____ EXERCISE MATERIAL

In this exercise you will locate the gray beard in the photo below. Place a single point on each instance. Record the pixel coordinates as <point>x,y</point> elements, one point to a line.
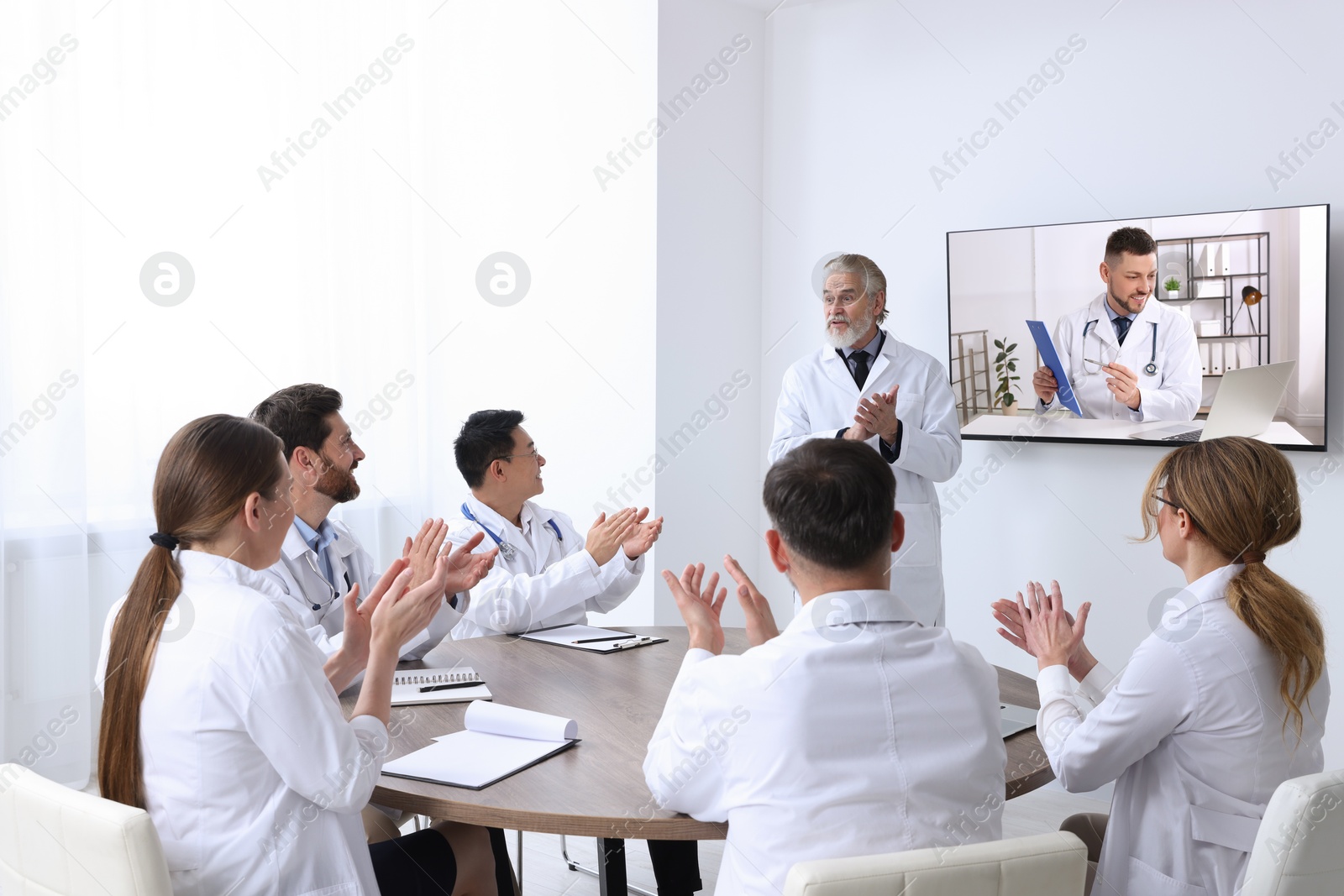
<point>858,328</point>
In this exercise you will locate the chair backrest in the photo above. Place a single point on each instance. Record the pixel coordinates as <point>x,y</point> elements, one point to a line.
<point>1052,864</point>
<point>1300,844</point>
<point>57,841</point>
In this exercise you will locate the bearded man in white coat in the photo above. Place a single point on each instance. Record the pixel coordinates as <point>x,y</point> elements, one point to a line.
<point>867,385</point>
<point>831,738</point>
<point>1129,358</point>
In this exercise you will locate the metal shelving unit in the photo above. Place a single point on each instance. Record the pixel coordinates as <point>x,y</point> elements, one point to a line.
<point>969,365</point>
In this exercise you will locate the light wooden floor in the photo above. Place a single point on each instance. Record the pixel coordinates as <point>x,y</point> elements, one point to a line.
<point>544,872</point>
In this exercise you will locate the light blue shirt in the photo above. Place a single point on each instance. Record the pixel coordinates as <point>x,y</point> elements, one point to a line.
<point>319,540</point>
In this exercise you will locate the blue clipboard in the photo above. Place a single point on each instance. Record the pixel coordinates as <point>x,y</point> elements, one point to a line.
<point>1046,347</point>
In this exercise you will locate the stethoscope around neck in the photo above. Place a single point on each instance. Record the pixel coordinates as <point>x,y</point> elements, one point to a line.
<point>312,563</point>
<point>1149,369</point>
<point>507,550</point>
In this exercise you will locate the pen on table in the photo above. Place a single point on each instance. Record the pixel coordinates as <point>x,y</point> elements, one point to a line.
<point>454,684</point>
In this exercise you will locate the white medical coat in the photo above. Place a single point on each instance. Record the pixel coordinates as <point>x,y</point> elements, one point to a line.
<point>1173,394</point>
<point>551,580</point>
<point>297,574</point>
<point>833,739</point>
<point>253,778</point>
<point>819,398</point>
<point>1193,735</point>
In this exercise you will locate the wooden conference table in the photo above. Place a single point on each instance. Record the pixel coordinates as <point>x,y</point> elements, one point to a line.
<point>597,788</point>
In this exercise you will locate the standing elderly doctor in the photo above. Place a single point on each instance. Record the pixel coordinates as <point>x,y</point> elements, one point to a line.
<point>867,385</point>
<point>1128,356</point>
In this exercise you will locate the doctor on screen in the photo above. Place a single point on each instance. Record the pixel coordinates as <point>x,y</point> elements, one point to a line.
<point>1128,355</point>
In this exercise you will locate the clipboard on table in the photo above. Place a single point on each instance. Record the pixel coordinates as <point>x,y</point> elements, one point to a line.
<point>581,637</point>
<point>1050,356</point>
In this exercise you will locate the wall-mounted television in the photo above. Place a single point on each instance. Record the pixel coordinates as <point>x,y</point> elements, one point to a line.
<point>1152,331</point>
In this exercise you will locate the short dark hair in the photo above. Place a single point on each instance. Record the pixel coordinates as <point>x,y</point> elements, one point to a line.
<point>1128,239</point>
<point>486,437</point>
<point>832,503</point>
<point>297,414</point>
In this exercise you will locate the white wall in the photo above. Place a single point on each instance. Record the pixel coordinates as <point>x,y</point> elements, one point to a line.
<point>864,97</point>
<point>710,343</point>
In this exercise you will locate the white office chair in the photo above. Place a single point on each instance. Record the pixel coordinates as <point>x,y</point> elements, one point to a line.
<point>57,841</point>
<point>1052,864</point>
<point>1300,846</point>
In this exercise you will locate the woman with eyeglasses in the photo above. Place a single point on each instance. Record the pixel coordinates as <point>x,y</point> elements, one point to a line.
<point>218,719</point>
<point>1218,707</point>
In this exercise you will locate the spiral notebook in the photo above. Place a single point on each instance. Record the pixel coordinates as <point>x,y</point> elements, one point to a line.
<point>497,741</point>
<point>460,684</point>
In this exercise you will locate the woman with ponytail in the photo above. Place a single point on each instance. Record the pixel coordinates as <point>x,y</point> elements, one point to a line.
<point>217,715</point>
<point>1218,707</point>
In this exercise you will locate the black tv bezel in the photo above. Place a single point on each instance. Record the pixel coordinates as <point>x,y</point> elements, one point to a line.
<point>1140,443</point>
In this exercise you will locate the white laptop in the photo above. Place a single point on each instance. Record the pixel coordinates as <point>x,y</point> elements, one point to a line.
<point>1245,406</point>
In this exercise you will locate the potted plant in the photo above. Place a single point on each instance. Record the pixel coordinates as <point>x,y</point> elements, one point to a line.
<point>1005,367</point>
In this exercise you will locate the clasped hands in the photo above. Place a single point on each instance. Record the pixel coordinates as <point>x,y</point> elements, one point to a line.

________

Present the data above as a Markdown table, with the line number under "Row" and the line itself under "Line", and skip any blank lines. Leave the pictures out of the table.

> _TASK RESPONSE_
| Row | Line |
|---|---|
| 1 | In this exercise you will locate the gray beard in the photo below. Place a single point on each instance. Record the pixel coordinates as <point>x,y</point> elements, one point to a line. |
| 2 | <point>858,328</point> |
| 3 | In this exercise you will locate the chair backrest in the photo above. Place a single point on each instance. Record the pixel coordinates as <point>x,y</point> elements, one point to a line. |
| 4 | <point>1052,864</point> |
| 5 | <point>1300,844</point> |
| 6 | <point>57,841</point> |
| 7 | In this exercise you will locate the bearded man in white coat in the photo above. Place a single point on each instance. Record the pixel coordinates as <point>x,y</point> elements, one point to a line. |
| 8 | <point>867,385</point> |
| 9 | <point>831,738</point> |
| 10 | <point>1129,358</point> |
| 11 | In this exercise you will locate the metal shelving unit in the photo above. Place a single point on each instance. Record the pixel coordinates as <point>x,y</point> elements, one point to a line. |
| 12 | <point>969,365</point> |
| 13 | In this exercise you will locate the light wooden floor in the photo above. Place a single point on each instance. Record the pixel coordinates as <point>x,y</point> elements, one point to a line. |
| 14 | <point>544,872</point> |
| 15 | In this exercise you will locate the light blue shirt in the photo above. Place a single point on each instance. Record the pixel coordinates as <point>x,y</point> elements, one point to a line. |
| 16 | <point>319,540</point> |
| 17 | In this exercise you will locate the blue clipboard in the photo above. Place a single point on each instance. Record the pixel coordinates as <point>x,y</point> elements, one point to a line. |
| 18 | <point>1046,347</point> |
| 19 | In this exercise you will locate the stethoscope around neck in the photo above. Place a single point on each instance. Record the pixel coordinates as <point>x,y</point> elements, one point to a line. |
| 20 | <point>312,563</point> |
| 21 | <point>1149,369</point> |
| 22 | <point>507,550</point> |
| 23 | In this exercise you will locate the pen on table in the photo above. Place a single point on each instance. Record the pixel coordinates as <point>x,y</point> elements, one point to a line. |
| 24 | <point>454,684</point> |
| 25 | In this exercise you will locate the white medical coat in the photo above. Place a single point on each instance. Record the pixel coordinates as <point>x,y</point> elements, one point to a line. |
| 26 | <point>1173,394</point> |
| 27 | <point>551,580</point> |
| 28 | <point>297,574</point> |
| 29 | <point>833,739</point> |
| 30 | <point>253,778</point> |
| 31 | <point>819,398</point> |
| 32 | <point>1193,735</point> |
| 33 | In this exercise you will locate the wooden conference table in the photo above. Place a single point on each instance. Record the pixel coordinates as <point>x,y</point> elements, one point to a line. |
| 34 | <point>597,788</point> |
| 35 | In this exercise you will locate the standing elderly doctor in the photo above. Place a single point on each instance. Record the pixel coordinates as <point>x,y</point> elements, one point to a line. |
| 36 | <point>867,385</point> |
| 37 | <point>1128,356</point> |
| 38 | In this exercise you will locate the doctor on screen in the photo above. Place a single point on each instance. Record the pixel coordinates as <point>x,y</point> elements, one point to a line. |
| 39 | <point>1128,355</point> |
| 40 | In this exercise you will locate the clipboard on table in the photo above. Place a single point on each instance. Record the pixel coordinates as <point>x,y</point> elements, one point to a line. |
| 41 | <point>581,637</point> |
| 42 | <point>1050,356</point> |
| 43 | In this exercise you will locate the wall-mounted television in the photo above. Place a single point on each instance. Record the pixel coordinates as <point>x,y</point> elements, one point to a line. |
| 44 | <point>1152,331</point> |
| 45 | In this exercise you will locate the short dark hair in the photo above. Place a single point on each instance. Record the pixel coordinates as <point>x,y</point> elements, one point to a line. |
| 46 | <point>1128,239</point> |
| 47 | <point>486,437</point> |
| 48 | <point>832,503</point> |
| 49 | <point>297,414</point> |
| 50 | In this exercise you will locate the white wall in the photo above. Place a single point on each instance. Record the pixel coordinates as <point>x,y</point> elements, one point to a line. |
| 51 | <point>864,97</point> |
| 52 | <point>710,343</point> |
| 53 | In this exercise you will locate the white office chair in the photo above. Place a single point on each instance. Record the pixel coordinates as <point>x,y</point> elements, one point to a line. |
| 54 | <point>57,841</point> |
| 55 | <point>1052,864</point> |
| 56 | <point>1300,846</point> |
| 57 | In this exercise you will locate the woman with eyeglasses in the photo above. Place a single point on each instance. Record the pixel coordinates as <point>x,y</point> elements, one point to a line. |
| 58 | <point>218,719</point> |
| 59 | <point>1218,707</point> |
| 60 | In this exercise you will locate the spiral notebook in the photo above. Place a single point on each instance. Record the pixel coordinates as <point>x,y</point> elements, one point to a line. |
| 61 | <point>497,741</point> |
| 62 | <point>460,684</point> |
| 63 | In this exercise you will locate the woman with ponytail in the photo above. Place a single point on each instance. Record the pixel coordinates as <point>x,y</point> elements, one point to a line. |
| 64 | <point>217,715</point> |
| 65 | <point>1218,707</point> |
| 66 | In this exercise you will locate the black tv bezel in the photo above. Place a single point on each instance. Record the pixel coordinates as <point>x,y</point> elements, one point to a line. |
| 67 | <point>1140,443</point> |
| 68 | In this exercise you will locate the white laptop in the photo above. Place a single point on each instance. Record the pixel coordinates as <point>x,y</point> elements, one point to a line. |
| 69 | <point>1245,406</point> |
| 70 | In this exercise you will locate the potted plant in the photo above. Place a single point on each instance. Record the pixel coordinates as <point>x,y</point> elements, one point to a line. |
| 71 | <point>1005,367</point> |
| 72 | In this exercise you will locate the clasped hands in the photo above. Place a single point on each instance. Record the pixel coordinates as <point>x,y</point> elements, one point to a line. |